▶ _Work to do_:
Repeat the lines below verbatim, from the first line through the line that contains "point(297, 165)", including both of those lines.

[Collected data]
::::::::::

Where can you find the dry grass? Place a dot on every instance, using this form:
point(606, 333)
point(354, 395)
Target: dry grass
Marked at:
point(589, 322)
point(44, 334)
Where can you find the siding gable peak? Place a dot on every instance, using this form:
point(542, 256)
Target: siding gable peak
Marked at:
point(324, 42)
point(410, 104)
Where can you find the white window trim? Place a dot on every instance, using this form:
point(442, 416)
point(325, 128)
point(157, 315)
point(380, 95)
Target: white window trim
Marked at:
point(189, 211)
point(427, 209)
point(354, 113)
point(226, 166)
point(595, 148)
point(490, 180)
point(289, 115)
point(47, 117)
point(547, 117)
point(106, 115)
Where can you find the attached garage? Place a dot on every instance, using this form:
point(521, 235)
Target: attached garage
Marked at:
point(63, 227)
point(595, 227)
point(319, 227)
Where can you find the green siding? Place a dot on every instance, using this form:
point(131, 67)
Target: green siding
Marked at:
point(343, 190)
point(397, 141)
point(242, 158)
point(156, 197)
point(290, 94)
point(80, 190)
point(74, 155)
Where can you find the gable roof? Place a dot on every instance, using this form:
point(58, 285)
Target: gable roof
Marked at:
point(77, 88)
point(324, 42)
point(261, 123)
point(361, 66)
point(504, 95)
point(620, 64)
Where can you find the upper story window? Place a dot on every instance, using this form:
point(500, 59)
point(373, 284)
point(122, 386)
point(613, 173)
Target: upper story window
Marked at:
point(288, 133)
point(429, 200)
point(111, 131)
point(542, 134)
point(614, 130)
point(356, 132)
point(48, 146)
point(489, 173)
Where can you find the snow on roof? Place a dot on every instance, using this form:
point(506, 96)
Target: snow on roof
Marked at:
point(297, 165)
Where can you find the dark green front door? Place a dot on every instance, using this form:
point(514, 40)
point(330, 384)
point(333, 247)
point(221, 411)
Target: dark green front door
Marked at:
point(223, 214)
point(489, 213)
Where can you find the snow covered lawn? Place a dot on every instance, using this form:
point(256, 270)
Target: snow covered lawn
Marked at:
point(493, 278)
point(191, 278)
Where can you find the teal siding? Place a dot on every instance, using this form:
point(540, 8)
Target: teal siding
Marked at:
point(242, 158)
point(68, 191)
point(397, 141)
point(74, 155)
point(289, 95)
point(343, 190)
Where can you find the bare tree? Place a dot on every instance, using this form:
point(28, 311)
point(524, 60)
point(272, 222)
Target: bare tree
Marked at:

::::::::::

▶ _Complete response_:
Where can you find the dry grass? Place a dot on every instance, using this form:
point(606, 333)
point(354, 395)
Target: dry grass
Marked at:
point(589, 322)
point(44, 334)
Where can you find the siding gable peak? Place a dot on every instance, using this form:
point(542, 256)
Target: siding gable peak
Marked at:
point(324, 42)
point(410, 104)
Where can you find the white window trim? Place a dot on every instance, using this form:
point(442, 416)
point(325, 128)
point(157, 315)
point(380, 95)
Target: white window trim
Marked at:
point(189, 211)
point(427, 209)
point(354, 113)
point(226, 166)
point(595, 148)
point(490, 180)
point(289, 115)
point(47, 117)
point(547, 117)
point(106, 115)
Where can you find the attached garage? Place a dot on every instance, using this form:
point(521, 235)
Target: attached garage
Marked at:
point(63, 227)
point(595, 227)
point(319, 227)
Where can you find the green siding? Place a dot on every instance, using this form:
point(131, 67)
Target: green siding
Marked at:
point(343, 190)
point(397, 141)
point(242, 158)
point(156, 197)
point(290, 94)
point(80, 190)
point(74, 155)
Where can you find the gable roof? Place a dot on every instance, using this form:
point(58, 285)
Target: gable roof
Marked at:
point(77, 88)
point(324, 42)
point(261, 123)
point(361, 66)
point(504, 95)
point(620, 64)
Where can you find the upper story window? Place a dot on every instance, using this form:
point(500, 59)
point(373, 284)
point(122, 386)
point(613, 173)
Target: upper story window
Marked at:
point(288, 133)
point(429, 200)
point(111, 131)
point(542, 134)
point(614, 130)
point(356, 132)
point(48, 146)
point(489, 173)
Where can you find the snow on roof? Place a dot on every instance, using this form:
point(506, 96)
Target: snow on roof
Marked at:
point(297, 165)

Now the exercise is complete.